• [Source data]
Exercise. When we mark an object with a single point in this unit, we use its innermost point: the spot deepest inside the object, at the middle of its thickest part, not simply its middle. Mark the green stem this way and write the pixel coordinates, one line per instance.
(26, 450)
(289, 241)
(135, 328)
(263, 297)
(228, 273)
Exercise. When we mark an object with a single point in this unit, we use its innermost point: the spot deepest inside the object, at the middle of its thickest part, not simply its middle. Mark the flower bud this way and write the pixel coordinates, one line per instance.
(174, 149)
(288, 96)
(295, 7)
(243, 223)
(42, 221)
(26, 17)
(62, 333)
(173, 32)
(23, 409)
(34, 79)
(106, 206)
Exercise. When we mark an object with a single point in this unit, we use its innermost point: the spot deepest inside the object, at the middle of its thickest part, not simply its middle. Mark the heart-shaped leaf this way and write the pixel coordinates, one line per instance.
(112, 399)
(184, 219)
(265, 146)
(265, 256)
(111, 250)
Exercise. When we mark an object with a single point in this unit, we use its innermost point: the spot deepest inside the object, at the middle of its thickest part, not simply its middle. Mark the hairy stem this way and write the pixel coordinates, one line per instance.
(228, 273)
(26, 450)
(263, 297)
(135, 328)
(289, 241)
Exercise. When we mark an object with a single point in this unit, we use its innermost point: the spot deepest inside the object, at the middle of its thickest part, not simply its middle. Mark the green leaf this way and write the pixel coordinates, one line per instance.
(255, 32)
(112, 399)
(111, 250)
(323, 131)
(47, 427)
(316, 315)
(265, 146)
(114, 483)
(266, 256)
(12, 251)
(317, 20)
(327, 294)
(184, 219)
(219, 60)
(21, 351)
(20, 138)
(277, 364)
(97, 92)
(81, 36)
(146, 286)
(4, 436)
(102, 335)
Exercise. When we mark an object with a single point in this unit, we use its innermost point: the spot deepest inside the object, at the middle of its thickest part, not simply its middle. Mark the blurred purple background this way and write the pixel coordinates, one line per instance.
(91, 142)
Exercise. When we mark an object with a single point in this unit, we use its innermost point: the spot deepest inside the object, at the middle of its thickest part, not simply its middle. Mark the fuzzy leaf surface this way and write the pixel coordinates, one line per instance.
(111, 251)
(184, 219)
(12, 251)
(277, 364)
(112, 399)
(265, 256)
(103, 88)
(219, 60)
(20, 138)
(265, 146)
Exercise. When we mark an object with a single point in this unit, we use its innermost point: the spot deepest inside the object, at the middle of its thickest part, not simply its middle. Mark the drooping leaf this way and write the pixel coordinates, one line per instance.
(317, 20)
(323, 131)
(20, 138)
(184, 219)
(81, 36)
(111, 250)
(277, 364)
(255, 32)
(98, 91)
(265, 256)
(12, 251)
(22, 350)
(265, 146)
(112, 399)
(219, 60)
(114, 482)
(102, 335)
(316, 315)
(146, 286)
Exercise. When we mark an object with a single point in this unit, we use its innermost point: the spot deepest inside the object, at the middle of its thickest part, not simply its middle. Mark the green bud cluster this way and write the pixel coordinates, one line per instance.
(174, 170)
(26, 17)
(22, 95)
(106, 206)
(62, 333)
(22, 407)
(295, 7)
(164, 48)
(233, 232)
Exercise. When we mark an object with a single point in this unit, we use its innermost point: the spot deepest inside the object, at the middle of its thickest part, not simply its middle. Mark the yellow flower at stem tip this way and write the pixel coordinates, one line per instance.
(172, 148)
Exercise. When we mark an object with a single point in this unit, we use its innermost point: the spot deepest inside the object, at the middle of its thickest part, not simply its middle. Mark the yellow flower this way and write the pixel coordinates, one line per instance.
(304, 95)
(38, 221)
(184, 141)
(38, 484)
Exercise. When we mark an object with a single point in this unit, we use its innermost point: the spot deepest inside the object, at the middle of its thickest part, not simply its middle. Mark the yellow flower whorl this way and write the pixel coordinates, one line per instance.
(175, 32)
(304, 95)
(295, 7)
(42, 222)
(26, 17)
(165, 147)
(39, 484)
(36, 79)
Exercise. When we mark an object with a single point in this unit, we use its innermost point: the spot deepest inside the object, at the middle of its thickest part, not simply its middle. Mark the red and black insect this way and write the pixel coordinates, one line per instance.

• [Required work]
The listing above should be returned in full, exactly as shown.

• [Problem solution]
Exercise. When we mark an object with a single point in this unit, we use its innermost point: the spot deepest inside the object, at the middle of its thickest part, not simply its middle. Mark the green stem this way and write the pixel coordinates, one line per instance.
(26, 450)
(289, 241)
(135, 328)
(263, 297)
(228, 273)
Exercise. When we mark an object with a single point in this unit, we use its innermost point: the spot deepest inside the object, at the middle of its thickest part, not simply its middle. Mark the flower bud this way and write the pixel coordinates, one line per instance.
(174, 149)
(288, 96)
(295, 7)
(243, 223)
(42, 221)
(26, 17)
(62, 333)
(173, 32)
(23, 409)
(34, 79)
(106, 206)
Exercise. When we mark an object with a single point in this unit, we use its innermost point: the spot deepest inside the object, at the middle of its thickest part, not simply its middle. Mark the heart-shaped leaf this way and write the pixel coordinates, one line per instance.
(112, 399)
(184, 219)
(265, 146)
(265, 256)
(111, 250)
Exercise. When we mark an object with a single point in this unit, we use its innermost point: the spot deepest inside the object, at the middle of its thickest part, not simply its middle. Mark the hairy stem this way and write the pixel coordinates, one line per instance.
(228, 273)
(26, 450)
(263, 297)
(135, 328)
(289, 241)
Exercise. When we mark an object with a single point in this unit, we use its innermost point: the spot deepest inside the object, at the middle of its thickest part, not simply its middle. Mark the green leaf this way and write the pixel coordinates, one line per instance.
(255, 32)
(112, 399)
(111, 250)
(323, 131)
(47, 427)
(316, 315)
(265, 146)
(114, 483)
(266, 256)
(12, 251)
(317, 20)
(327, 294)
(184, 219)
(219, 60)
(21, 351)
(20, 138)
(277, 364)
(97, 92)
(81, 36)
(146, 286)
(4, 436)
(102, 335)
Exercise. When we mark an object with a single point in this unit, we use its innermost point: the spot deepest inside the object, at the middle of its thickest part, not simply its middle. Mark the blurred purple background this way and write the pixel coordinates, one line per instance.
(91, 142)
Exercise. When we mark an object with a single point in this unit, we use its innermost point: the spot deepest inside the object, at the middle of its thickest part, not simply its middle. Mark the fuzzy leaf surface this way and write the pixel coordinates, one line per instance.
(111, 251)
(184, 219)
(12, 251)
(277, 364)
(112, 399)
(265, 256)
(103, 88)
(219, 60)
(20, 138)
(265, 146)
Exercise. When we mark an object with a single point in this unit, we use its innermost point: the spot deepest inside the object, at the middle of its thickest part, not simply its middle. Mark the drooping leaf this way and write the pixel coordinates, one line per instance.
(317, 20)
(323, 131)
(20, 138)
(184, 219)
(81, 36)
(111, 250)
(277, 364)
(255, 32)
(98, 91)
(265, 256)
(12, 251)
(22, 350)
(265, 146)
(112, 399)
(219, 60)
(114, 482)
(102, 335)
(316, 315)
(146, 286)
Exercise. When we mark an object with a single point in this unit, we use its innermost point: the spot deepest inside the object, at the middle of its thickest part, not simply its middle. Mark the green bud cluster this way and write the pixel coordinates, one line per instance.
(174, 170)
(26, 17)
(22, 95)
(106, 206)
(62, 333)
(22, 407)
(295, 7)
(164, 48)
(233, 232)
Exercise. When we mark an object with a single point in this unit, we use its innermost point: the spot deepest inside the object, at the middle of its thickest part, not simply its middle. Mark the yellow flower at stem tip this way and write the pixel coordinates, one line per instance.
(172, 148)
Exercise. When we mark an object with a single point in this unit, we use its innermost point: the spot deepest inside the object, at the middle of its thickest part, not simply its middle. Mark the yellow flower this way and write the pixel coordinates, one line per instance.
(304, 95)
(38, 221)
(184, 141)
(38, 484)
Exercise. When we mark an object with a single point in this unit, we use its innermost point: the spot deepest inside the object, at the middle of its thickest part, not simply its middle. Mark the yellow flower whorl this way and write the pixel coordinates, one line per instance.
(175, 32)
(304, 95)
(295, 7)
(42, 222)
(26, 17)
(165, 147)
(39, 484)
(36, 79)
Exercise. When we mark an object with a single point in this unit, we use its innermost point: the spot deepest inside the object, at the middle of its thickest part, not simply its middle. Mark the red and black insect this way and write the pixel coordinates, one line per instance.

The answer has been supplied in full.